### [Jobs]
1. Answer these questions using the passage about the Global network:
(a) In what year did Canwest acquire the conventional television assets of WIC?
(b) What share of British Columbia did CHAN's translator network cover?
(c) In what year did CJON disaffiliate from CTV?
2. Carry on the passage about the Global network, starting after its last sentence.

Even so, Global was still not a fully national network, as it did not have stations in Calgary and Edmonton. The CRTC turned down bids by Canwest for stations in those cities in the 1980s. As a result, Global continued its long-standing secondary affiliations in those cities on independent stations CICT and CITV, respectively. Similarly, Global lacked a full-time station in St. John's, where Global programming was carried by longtime CTV affiliate CJON-TV.
In 2000, Canwest acquired the conventional television assets of Western International Communications (WIC). WIC's stations in Calgary, Edmonton and Lethbridge had been airing some Global programs since 1988, and those stations formally joined the network on September 4, 2000.
The following fall, WIC's long-dominant Vancouver station CHAN-TV was brought into the fold after its existing affiliation agreement with CTV expired, setting off a massive realignment of television affiliations in southwestern British Columbia. Indeed, one main reason why Canwest bought WIC's television assets was because of CHAN's massive translator network, which covered 97% of British Columbia. Global's previous Vancouver station, CKVU-TV, as well as WIC-owned Montreal CTV affiliate CFCF-TV, were sold off. WIC's remaining stations were maintained as twinstick stations and were eventually integrated into a secondary system known as CH (rebranded as E! in 2007 in a partnership with the American channel of the same name), although financial pressures forced Canwest to sell or fold the E! stations in 2009.
Full network service is still not available over-the-air in Newfoundland and Labrador. However, CJON, having disaffiliated from CTV in 2002, now clears the vast majority of Global programming in that province, most recently adding the network's national newscast in mid-2009. Any remaining programs there may be accessed on cable or satellite through Global stations from other markets (most commonly Edmonton's CITV).

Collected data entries
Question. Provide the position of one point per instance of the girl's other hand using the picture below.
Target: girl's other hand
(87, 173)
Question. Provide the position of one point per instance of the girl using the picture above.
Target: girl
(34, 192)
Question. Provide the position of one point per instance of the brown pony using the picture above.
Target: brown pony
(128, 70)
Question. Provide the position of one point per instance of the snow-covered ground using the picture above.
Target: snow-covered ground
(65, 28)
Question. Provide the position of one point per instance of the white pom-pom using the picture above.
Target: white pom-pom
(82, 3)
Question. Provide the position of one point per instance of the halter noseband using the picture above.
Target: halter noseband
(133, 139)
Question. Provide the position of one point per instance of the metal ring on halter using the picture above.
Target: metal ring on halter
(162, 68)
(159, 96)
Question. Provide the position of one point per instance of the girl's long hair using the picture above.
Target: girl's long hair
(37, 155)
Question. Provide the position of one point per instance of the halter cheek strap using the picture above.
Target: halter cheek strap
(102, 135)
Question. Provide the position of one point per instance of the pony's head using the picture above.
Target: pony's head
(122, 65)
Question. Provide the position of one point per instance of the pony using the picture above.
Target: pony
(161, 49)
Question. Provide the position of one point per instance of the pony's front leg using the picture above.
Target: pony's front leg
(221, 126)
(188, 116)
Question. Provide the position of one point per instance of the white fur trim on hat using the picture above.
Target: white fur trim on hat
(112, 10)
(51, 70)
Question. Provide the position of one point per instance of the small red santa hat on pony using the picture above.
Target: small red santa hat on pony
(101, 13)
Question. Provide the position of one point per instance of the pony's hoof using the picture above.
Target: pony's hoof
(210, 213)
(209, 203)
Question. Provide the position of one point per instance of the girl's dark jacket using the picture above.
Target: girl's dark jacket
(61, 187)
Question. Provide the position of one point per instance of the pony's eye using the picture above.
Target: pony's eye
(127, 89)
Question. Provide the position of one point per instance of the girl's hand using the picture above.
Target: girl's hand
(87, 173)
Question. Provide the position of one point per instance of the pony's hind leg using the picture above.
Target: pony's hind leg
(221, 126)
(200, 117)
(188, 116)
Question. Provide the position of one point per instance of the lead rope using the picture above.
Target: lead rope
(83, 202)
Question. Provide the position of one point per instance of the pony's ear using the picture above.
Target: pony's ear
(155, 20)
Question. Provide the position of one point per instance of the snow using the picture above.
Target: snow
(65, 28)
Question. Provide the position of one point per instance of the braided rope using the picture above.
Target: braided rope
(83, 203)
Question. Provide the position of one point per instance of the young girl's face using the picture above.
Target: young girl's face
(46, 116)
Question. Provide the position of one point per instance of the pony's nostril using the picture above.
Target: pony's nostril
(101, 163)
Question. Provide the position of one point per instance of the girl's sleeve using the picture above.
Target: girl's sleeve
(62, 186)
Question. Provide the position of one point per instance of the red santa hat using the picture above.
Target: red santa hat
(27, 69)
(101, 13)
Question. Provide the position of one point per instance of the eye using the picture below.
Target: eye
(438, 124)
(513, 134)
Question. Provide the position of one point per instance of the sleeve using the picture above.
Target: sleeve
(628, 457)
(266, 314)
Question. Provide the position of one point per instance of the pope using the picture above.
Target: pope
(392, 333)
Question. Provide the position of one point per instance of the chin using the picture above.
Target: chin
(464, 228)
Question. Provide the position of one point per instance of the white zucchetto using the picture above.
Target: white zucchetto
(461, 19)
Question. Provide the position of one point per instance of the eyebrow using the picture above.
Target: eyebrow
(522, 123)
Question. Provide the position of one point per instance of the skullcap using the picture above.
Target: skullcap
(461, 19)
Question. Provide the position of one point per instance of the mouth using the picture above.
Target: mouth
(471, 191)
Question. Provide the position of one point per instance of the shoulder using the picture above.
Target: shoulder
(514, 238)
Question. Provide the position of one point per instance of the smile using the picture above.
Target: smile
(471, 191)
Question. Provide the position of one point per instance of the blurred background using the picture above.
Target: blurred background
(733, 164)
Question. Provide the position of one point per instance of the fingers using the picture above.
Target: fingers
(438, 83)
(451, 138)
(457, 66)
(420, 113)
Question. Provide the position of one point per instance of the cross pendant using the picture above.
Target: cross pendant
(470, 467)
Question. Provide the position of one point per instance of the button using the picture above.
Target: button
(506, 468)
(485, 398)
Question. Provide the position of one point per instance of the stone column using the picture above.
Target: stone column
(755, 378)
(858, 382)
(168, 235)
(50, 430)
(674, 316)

### [In response]
1.
(a) 2000
(b) 97%
(c) 2002

2.
Following Canwest's purchase of Southam Newspapers (later Canwest Publishing) and the National Post from Conrad Black in 2001, their media interests were merged under a policy of cross-promotion and synergy. Journalists from the Post and other Canwest papers made frequent appearances on Global's news programs, passengers on the now-defunct serial drama Train 48 habitually read the Post, and Global programs were promoted in Canwest newspapers. However, this practice has now been largely abandoned, particularly after Canwest's breakup in 2010.
In late 2004, with CTV beginning to dominate the ratings, Canwest reorganized its Canadian operations and hired a number of new executives, all formerly of various U.S. media firms, leading to a major overhaul of Global announced in December 2005. The most obvious change was a new logo, replacing the "crescent" with a new "greater than" logo, with the Global wordmark in a new font, that was introduced on February 5, 2006 (coinciding with Global's broadcast of Super Bowl XL). New logos and graphics were designed for news and network promotions, and several newscasts received new timeslots and formats. The crescent, which had been used as a common design element in many Canwest logos, was subsequently removed from other properties owned or sponsored by the company over time.
On April 10, 2008, the network announced that its Toronto and Vancouver stations would start broadcasting their over-the-air signals in those markets in high definition. CIII and CHAN officially started transmitting in HD on April 18, 2008. The network has also launched digital signals at its stations in Calgary (CICT-DT) and Edmonton (CITV-DT) as of July 2009.
Following Canwest seeking creditor protection in late 2009, Shaw Communications acquired Canwest's broadcasting assets on October 27, 2010 and folded them into a new division, Shaw Media, of which Global is the flagship. Canwest's newspaper assets had been sold off earlier in the year as Postmedia Network.
In television listings such as TV Guide, where space limitations usually require television networks to be referred to by a three-letter abbreviation, the abbreviations "GLO", "GLB" or "GTV" are commonly used, depending on the publication. None of these abbreviations has any standing as an official name for the network, however – the network's own shortform name for itself is always "Global".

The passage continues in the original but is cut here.